▶ Task requirements:
In the data below, switch each "indicate" to "mark" and keep every other word as it is. Leave the pictures out of your answer.
---------- Record set ----------
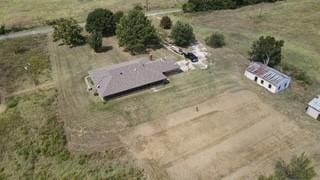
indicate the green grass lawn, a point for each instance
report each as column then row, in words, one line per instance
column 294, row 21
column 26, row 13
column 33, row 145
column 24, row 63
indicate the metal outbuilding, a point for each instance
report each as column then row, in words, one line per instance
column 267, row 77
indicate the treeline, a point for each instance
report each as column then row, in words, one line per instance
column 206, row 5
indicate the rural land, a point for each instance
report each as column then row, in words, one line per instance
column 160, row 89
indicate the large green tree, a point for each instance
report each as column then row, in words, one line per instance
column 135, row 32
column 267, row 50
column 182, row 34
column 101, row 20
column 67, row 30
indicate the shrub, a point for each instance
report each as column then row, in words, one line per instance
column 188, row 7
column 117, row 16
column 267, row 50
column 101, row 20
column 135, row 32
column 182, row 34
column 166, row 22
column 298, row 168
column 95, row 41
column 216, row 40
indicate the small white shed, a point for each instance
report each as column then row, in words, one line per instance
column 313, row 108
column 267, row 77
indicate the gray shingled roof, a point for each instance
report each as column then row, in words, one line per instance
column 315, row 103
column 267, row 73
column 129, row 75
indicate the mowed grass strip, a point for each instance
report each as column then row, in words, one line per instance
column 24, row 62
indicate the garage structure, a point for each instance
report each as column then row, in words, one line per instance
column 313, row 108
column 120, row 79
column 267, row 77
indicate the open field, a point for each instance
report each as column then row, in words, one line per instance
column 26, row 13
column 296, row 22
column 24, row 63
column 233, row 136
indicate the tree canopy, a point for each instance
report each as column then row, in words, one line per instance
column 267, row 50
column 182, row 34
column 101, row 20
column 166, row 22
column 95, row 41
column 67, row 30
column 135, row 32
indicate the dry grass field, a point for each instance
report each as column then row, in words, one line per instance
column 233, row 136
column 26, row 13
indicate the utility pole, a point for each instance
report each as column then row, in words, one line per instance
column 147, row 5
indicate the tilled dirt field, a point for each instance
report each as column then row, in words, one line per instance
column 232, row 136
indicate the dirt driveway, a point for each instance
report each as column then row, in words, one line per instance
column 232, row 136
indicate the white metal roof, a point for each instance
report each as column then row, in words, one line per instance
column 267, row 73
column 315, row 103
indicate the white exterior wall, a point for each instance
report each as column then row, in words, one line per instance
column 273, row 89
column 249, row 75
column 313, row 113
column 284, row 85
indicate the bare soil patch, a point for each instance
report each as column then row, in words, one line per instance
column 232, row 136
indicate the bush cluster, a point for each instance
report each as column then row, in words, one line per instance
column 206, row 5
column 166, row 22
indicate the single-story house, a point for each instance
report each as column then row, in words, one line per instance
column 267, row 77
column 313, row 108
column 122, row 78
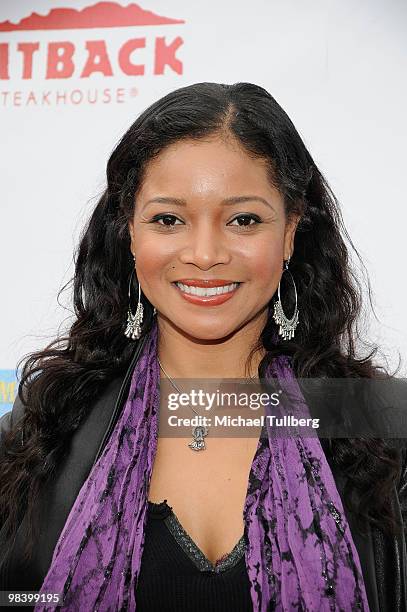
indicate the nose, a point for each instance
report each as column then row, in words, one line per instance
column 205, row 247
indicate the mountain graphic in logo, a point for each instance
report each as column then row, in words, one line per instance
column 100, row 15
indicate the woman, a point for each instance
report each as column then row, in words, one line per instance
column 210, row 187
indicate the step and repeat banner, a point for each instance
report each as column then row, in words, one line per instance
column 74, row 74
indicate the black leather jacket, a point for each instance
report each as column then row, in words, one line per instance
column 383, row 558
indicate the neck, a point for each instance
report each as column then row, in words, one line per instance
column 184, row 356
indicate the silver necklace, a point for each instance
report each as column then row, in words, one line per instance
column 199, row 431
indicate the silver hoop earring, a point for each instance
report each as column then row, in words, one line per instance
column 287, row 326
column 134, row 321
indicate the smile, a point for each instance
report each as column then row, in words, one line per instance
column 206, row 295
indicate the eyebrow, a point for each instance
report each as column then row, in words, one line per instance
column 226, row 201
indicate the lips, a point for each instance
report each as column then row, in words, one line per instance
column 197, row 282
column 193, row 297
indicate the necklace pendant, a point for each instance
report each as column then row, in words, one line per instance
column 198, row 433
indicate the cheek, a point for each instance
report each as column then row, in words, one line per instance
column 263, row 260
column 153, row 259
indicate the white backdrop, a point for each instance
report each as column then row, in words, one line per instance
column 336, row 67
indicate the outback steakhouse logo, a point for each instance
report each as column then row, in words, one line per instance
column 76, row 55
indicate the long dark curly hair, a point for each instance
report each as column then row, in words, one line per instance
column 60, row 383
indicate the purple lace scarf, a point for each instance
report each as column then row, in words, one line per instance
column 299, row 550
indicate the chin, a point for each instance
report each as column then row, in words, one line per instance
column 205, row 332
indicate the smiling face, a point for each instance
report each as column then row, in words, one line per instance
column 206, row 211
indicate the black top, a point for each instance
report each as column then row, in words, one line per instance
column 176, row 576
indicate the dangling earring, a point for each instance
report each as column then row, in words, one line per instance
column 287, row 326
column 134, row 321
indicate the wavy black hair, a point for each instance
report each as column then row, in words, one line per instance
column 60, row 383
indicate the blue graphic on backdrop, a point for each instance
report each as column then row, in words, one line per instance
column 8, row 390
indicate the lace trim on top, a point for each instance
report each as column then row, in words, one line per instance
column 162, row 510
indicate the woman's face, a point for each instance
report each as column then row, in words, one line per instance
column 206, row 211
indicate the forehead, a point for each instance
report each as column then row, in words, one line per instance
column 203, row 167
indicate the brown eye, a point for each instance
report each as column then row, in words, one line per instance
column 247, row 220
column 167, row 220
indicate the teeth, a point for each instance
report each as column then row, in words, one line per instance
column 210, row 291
----------
▶ Exercise response:
mark the green grass lawn, a point for each instance
report each as column then row, in words, one line per instance
column 294, row 21
column 26, row 13
column 33, row 145
column 24, row 63
mark the metal outbuilding, a point for each instance
report each as column then row, in words, one line per instance
column 267, row 77
mark the treeline, a point for each instance
report each as column then row, in words, one line per instance
column 206, row 5
mark the rural land, a point for each instance
report each as column then row, in words, one line per instance
column 160, row 89
mark the large green tree, a point for each instance
report each as column then row, in words, one line per instance
column 135, row 32
column 267, row 50
column 182, row 34
column 101, row 20
column 67, row 30
mark the shrub, a point for each instance
report each as column then row, in words, one line per instance
column 188, row 7
column 117, row 16
column 267, row 50
column 101, row 20
column 135, row 32
column 182, row 34
column 166, row 22
column 298, row 168
column 95, row 41
column 216, row 40
mark the small white shed, a point for each instance
report each as column then row, in words, one line per instance
column 313, row 108
column 267, row 77
mark the gray shingled roof, a point for each instance
report each as column then row, in words, one line per instance
column 315, row 103
column 267, row 73
column 129, row 75
mark the mowed grass strip, a point for each instance
report each as column then row, in words, one line per instance
column 24, row 62
mark the garage structure, a point for each instance
report each as column then row, in words, one line per instance
column 313, row 108
column 120, row 79
column 267, row 77
mark the open field, a point for each instance
report each as column then row, in words, one line per instance
column 26, row 13
column 296, row 22
column 24, row 63
column 233, row 136
mark the tree canopy, a point for each instance
report each as column then row, in words, one line per instance
column 267, row 50
column 182, row 34
column 101, row 20
column 166, row 22
column 95, row 41
column 67, row 30
column 135, row 32
mark the dry grass field, a point for each instance
report each as column then row, in words, one line per instance
column 233, row 136
column 26, row 13
mark the utility pole, a point for each instance
report each as column then row, in words, one line per instance
column 147, row 5
mark the tilled dirt field, a point for each instance
report each as column then row, in words, one line per instance
column 232, row 136
mark the dirt driveway, a point for each instance
report each as column then row, in words, one line per instance
column 232, row 136
mark the white metal roof, a point for each instance
report each as column then row, in words, one line per instance
column 267, row 73
column 315, row 103
mark the white exterior wall, a point for each instance
report each as column then row, in words, one line per instance
column 273, row 89
column 249, row 75
column 313, row 113
column 284, row 85
mark the bare soil patch, a point for each instance
report each as column then row, in words, one line per instance
column 232, row 136
mark the bush cluster, a point for each instance
report each as column then row, in words, one line per instance
column 206, row 5
column 166, row 22
mark the single-story house, a point for each instance
report each as column then row, in words, one line per instance
column 267, row 77
column 313, row 108
column 122, row 78
mark the nose, a point for each instance
report each as column then row, in words, one line per instance
column 205, row 247
mark the mountain graphic in logo, a point for each instance
report each as column then row, in words, one line per instance
column 100, row 15
mark the woman, a point for each instance
report each as column then row, in words, one line per instance
column 210, row 187
mark the step and repeat banner, a point for each instance
report each as column then row, in words, one line per instance
column 74, row 74
mark the black leather jacket, a point for each instance
report each as column then row, in words, one line per instance
column 383, row 558
mark the neck, a point for each instance
report each as column then row, in words, one line per instance
column 184, row 356
mark the silver necklace, a point for each instance
report each as column then row, in words, one line per instance
column 199, row 431
mark the silver hoop earring, a point for each instance
report each as column then row, in words, one line per instance
column 287, row 326
column 134, row 321
mark the smile, a point for each instance
report each as column then row, in words, one line per instance
column 206, row 295
mark the eyebrow, a point for each instance
report each as column then row, in words, one line per instance
column 226, row 201
mark the lips, a point for each instance
report each as column then row, in words, one line per instance
column 197, row 282
column 193, row 297
mark the necklace pendant, a point for each instance
report each as column then row, in words, one line per instance
column 198, row 433
mark the cheek, a point for each instance
report each as column then row, in words, one line per instance
column 263, row 260
column 153, row 259
mark the white backdrop, a point for each instance
report each as column then row, in words, one line per instance
column 336, row 67
mark the outback steakhouse logo, a point for each instance
report each as column then row, in words, one line per instance
column 76, row 55
mark the long dark curly hair, a point for each instance
report each as column then row, in words, one line per instance
column 60, row 383
mark the purple lace scarf, a point for each instance
report each as column then row, in words, one line per instance
column 299, row 550
mark the chin, a point for each instance
report each as column then row, in words, one line per instance
column 205, row 332
mark the smiling face, a point for each instance
report each as column then row, in words, one line per instance
column 206, row 211
mark the black top, a point for each instance
report each as column then row, in words, one line per instance
column 176, row 576
mark the dangling earring, a point for each instance
report each as column then row, in words, one line per instance
column 287, row 326
column 134, row 321
mark the wavy black hair, a point for each instance
report each as column then row, in words, one line per instance
column 60, row 383
mark the blue graphic on backdrop, a point for each instance
report each as column then row, in words, one line per instance
column 8, row 390
mark the lace trim on top, a point for each instance
report each as column then row, in words, one line per instance
column 162, row 510
mark the woman's face, a point for each instance
report each as column then row, in words, one line per instance
column 206, row 211
mark the forehead, a point for each instance
report each as column then row, in words, one line per instance
column 203, row 167
mark the brown eye, a point for each instance
report each as column then row, in words, one line per instance
column 247, row 220
column 167, row 220
mark the teeth, a point for each instance
report each as column then row, in words, one line per instance
column 210, row 291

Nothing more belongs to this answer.